■ **Brief**
From the line containing "the distant shoreline" down to the last line of the material below, copy each line exactly and leave out the rest.

■ **Data for this task**
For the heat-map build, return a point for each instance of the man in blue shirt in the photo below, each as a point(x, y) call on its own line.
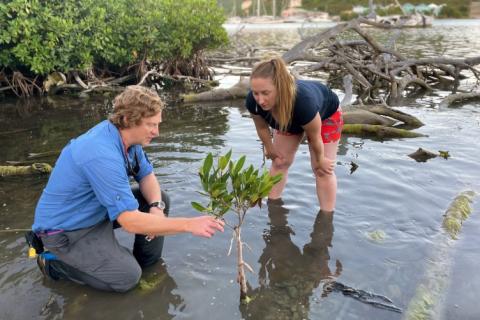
point(89, 194)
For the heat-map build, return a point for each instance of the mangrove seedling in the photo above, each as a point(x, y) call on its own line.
point(229, 187)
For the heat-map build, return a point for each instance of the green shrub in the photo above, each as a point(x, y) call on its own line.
point(41, 36)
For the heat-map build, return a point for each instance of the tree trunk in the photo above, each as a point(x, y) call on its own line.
point(241, 270)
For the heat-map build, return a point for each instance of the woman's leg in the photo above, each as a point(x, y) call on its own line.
point(327, 184)
point(286, 146)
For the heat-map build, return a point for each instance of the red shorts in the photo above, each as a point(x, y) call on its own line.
point(331, 128)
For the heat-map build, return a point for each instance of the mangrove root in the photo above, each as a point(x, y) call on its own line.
point(379, 131)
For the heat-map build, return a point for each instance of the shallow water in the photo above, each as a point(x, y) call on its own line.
point(294, 249)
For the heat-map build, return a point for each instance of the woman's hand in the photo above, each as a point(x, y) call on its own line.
point(324, 167)
point(271, 153)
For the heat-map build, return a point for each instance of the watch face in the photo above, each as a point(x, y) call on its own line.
point(158, 204)
point(161, 205)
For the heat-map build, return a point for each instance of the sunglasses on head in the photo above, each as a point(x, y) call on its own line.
point(133, 171)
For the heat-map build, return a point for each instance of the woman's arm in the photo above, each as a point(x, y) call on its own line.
point(263, 132)
point(313, 130)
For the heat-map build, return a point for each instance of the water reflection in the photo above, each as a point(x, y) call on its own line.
point(288, 277)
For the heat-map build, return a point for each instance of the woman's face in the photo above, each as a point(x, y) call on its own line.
point(264, 92)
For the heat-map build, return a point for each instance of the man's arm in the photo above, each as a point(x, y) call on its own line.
point(150, 189)
point(143, 223)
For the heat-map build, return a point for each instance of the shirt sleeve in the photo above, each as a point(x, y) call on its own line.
point(109, 181)
point(251, 104)
point(145, 165)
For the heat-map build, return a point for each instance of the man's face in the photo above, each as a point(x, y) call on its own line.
point(146, 130)
point(264, 92)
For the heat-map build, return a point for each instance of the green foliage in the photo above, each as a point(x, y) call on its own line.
point(454, 8)
point(40, 36)
point(228, 184)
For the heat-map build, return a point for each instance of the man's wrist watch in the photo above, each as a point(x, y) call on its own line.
point(158, 204)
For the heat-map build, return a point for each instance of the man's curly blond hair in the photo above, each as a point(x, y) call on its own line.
point(134, 104)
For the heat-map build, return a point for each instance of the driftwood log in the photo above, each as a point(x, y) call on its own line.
point(361, 120)
point(379, 71)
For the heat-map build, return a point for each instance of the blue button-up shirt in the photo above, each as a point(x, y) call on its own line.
point(90, 181)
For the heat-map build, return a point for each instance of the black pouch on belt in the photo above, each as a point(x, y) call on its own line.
point(35, 244)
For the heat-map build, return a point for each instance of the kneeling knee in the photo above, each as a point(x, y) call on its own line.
point(128, 280)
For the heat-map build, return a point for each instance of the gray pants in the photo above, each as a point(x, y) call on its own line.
point(93, 256)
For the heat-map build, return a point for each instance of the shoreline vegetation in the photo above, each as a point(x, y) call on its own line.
point(83, 46)
point(88, 45)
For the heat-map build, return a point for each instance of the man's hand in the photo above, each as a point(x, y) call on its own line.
point(324, 167)
point(204, 226)
point(159, 212)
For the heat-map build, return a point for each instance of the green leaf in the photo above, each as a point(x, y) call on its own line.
point(239, 165)
point(207, 164)
point(197, 206)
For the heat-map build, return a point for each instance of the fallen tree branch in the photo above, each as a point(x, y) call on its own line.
point(457, 97)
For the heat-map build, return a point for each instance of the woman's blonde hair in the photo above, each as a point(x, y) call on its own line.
point(276, 69)
point(134, 104)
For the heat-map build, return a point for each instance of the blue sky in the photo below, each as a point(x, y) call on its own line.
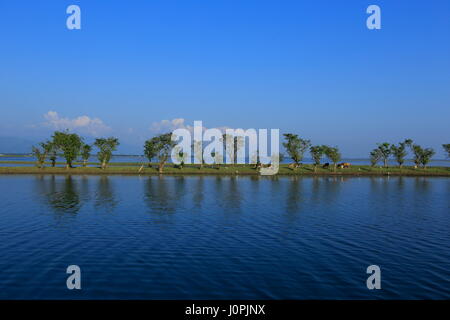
point(308, 67)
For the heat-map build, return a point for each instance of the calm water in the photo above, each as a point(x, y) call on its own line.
point(224, 238)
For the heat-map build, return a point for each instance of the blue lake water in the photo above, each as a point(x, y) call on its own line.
point(224, 237)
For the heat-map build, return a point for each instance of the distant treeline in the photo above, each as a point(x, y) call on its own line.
point(72, 147)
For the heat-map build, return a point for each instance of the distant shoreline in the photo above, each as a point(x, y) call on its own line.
point(237, 170)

■ **Reply to the task**
For the heat-map build, return a point for each instance of the distant shoreline in the photo above, each as a point(x, y) call on its own line.
point(237, 170)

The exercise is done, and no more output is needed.